- Given text:
☆ ☆ ☆ ☆ ☆
You are now recognized in New York City as voters.

That means every Filipino American with a green card plus the nearly 120,000 immigrants of Chinese descent in New York City, once formerly left out, voiceless and ignored in our democracy, now have a vote.

It means all those Asian American folks in Flushing have a new weapon after public works officials did little to prevent the storm waters in September from flooding basement apartments.

That weapon to hold government accountable is called the vote. You have more power today than yesterday.

You can now throw the elected bums out of office if they failed to do their jobs. That’s democracy.

Other places like San Francisco have allowed noncitizens to vote in school board elections. But New York City is letting you vote in all the local matters. You can’t vote in federal or state elections. Not yet. But you can vote on the most important issues in your daily life.

If, as the saying goes, “all politics is local,” then focus on the grassroots, the sidewalks where you stand now. You now have a voice in all that affects you right where you live.

But why stop there? This pro-democracy movement can spread all over if people understand the Constitution.

Note: It doesn’t say, “We the Citizens.” The phrase is “We the People.”

The bill is DeBlasio proof. It can’t be vetoed. No doubt, Republicans who feel threatened will try to place obstacles. But the movement has begun.

The pro-democracy movement in America. And of course, this all makes me think about my mom.

My mother, the non-citizen lamb

My mother was a non-citizen immigrant. She didn’t vote at first, and didn’t see the reason for it. My father voted and that was like a “family vote.”

So my mom was shut out willingly. She wasn’t a Tiger Mom. She was a lamb. She was nicer than Imelda, with fewer shoes.

Never the aggressor. Always deferred. She went to church and prayed all the time. Led with love, and let the consequences occur. It was a stance of trust. When she came to America and found a better situation than the one she left, she was grateful and trustful in her new country that things would be done right on her behalf.

She was the naive immigrant. She filled out forms, became a permanent resident, a “green card” holder, and lived on the trust of others.
☆ ☆ ☆ ☆ ☆
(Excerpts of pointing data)
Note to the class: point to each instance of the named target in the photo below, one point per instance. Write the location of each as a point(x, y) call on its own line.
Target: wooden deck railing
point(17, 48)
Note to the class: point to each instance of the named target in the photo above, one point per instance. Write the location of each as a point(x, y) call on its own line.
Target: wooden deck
☆ ☆ ☆ ☆ ☆
Extend the essay on noncitizen voting in New York City with the next passage, picking up after its final sentence.

And then the trust was betrayed, and my mom woke up. Congress was taking away benefits for seniors. She was seeing her monthly check shrink.

One morning, she told me she had done something secretly. She had studied to become a citizen and was finally taking her oath.

After more than 30 years in America I asked her, why now? Essentially, it was “Reaganomics,” the policies under President Ronald Reagan that cut social services to the poor and elderly.

But my mother didn’t say “Reaganomics.” That would have been too cute.

My mother, never a huge news consumer, was no dummy. She would have the TV news on at times, mostly to watch me as a reporter. But when I got back to see her, the TV was always on the show “MacGyver,” the guy who comes up with resourceful ways to fix problems. My mom would sit in the corner of the room with her rosary beads and watch that show.

And it must have dawned on her that her problem of a shrinking benefits check and cutbacks in government support needed some kind of a MacGyver-like fix. But the answer was actually simpler than a TV drama.

Becoming a citizen was the answer, and for just one reason. “I have to vote now,” she said.

On Thursday, I looked at all the immigrants from Africa, the Dominican Republic, China, all over. And I saw the spirit of my mom.

New Yorkers, including noncitizens, finally have a voice in our democracy. And this is where it grows. Let them vote everywhere. In everything.

Cut off the detractors at the pass. It’s not “noncitizen voters.” They’re “Green Card” voters. They’re contributors to America. They are card carrying “permanent residents.”

They should no longer be ignored. With New York City’s bold action, the Pro-Democracy Movement has finally come to America.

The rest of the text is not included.